— begin DATASET RECORDS —
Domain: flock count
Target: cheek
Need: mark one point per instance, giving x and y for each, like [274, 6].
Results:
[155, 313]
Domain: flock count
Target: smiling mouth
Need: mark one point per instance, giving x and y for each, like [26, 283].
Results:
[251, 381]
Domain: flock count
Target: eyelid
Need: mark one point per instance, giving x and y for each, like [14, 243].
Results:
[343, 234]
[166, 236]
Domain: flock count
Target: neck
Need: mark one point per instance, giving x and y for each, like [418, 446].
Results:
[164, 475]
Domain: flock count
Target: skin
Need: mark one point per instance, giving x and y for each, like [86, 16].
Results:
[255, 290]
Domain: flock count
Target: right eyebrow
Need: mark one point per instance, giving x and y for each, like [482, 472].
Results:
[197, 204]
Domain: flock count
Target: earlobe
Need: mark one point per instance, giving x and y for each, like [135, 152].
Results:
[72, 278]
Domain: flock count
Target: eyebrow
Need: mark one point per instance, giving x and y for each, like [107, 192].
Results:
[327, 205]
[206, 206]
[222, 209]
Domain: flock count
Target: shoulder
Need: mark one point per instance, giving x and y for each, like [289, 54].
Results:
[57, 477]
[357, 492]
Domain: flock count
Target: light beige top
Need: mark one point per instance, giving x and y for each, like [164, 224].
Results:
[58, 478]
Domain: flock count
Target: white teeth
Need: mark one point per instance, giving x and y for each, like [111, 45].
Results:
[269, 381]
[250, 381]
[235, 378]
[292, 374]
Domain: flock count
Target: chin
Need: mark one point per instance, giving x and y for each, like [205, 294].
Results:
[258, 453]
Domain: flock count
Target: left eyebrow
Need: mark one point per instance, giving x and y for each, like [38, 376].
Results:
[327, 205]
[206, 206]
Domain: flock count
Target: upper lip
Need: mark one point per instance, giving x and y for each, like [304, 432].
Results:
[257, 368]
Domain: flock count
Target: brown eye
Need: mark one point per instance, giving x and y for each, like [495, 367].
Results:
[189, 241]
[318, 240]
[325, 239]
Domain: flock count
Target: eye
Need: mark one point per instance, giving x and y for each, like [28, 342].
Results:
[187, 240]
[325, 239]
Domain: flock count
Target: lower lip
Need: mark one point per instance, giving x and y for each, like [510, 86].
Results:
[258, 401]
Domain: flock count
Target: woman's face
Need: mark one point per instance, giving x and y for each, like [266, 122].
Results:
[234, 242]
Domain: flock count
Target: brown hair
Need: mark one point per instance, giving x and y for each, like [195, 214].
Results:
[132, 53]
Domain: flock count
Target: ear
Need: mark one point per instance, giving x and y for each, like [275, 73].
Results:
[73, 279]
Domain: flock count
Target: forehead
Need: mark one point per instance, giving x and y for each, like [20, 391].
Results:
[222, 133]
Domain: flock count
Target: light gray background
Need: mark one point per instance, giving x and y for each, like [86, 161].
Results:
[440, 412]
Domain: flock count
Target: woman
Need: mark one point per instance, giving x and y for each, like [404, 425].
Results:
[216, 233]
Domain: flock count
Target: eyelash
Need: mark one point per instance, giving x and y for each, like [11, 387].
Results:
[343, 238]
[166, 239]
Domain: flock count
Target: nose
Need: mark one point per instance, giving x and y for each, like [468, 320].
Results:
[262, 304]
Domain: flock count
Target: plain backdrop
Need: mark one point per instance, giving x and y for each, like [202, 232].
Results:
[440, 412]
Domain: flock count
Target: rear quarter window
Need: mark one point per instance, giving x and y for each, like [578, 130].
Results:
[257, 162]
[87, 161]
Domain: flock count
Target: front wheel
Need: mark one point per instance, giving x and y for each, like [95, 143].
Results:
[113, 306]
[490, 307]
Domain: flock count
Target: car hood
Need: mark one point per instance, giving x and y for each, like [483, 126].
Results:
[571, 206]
— end DATASET RECORDS —
DESCRIPTION OF THE TASK - Select each line of the records that contains the word "eyebrow" and copy those lines.

COMPLETED EXERCISE -
Target: right eyebrow
Target: eyebrow
Target: left eyebrow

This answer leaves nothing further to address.